*** Opening of DATASET RECORDS ***

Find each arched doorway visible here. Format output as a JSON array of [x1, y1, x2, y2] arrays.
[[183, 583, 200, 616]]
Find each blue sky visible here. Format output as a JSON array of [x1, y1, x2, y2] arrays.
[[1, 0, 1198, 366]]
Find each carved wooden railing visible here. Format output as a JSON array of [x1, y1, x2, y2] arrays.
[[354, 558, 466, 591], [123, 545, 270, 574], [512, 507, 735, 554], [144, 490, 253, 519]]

*** Close of DATASET RECORDS ***

> _EXERCISE OBJECTIVE_
The records must be given again in full, exactly as they were written.

> _EXERCISE RESULT_
Find each arched doorway visible here. Format output as a JSON array of [x1, y1, x2, y2] arrays.
[[183, 583, 200, 616]]
Find each blue sky visible here. Format output as a JSON array of [x1, y1, x2, y2] arrays.
[[1, 0, 1198, 366]]
Find each carved wooden railing visible here. Format output as a JSON array of [x1, y1, x2, y2] arrays.
[[354, 558, 466, 591], [123, 545, 270, 574], [512, 507, 735, 554], [144, 490, 253, 519]]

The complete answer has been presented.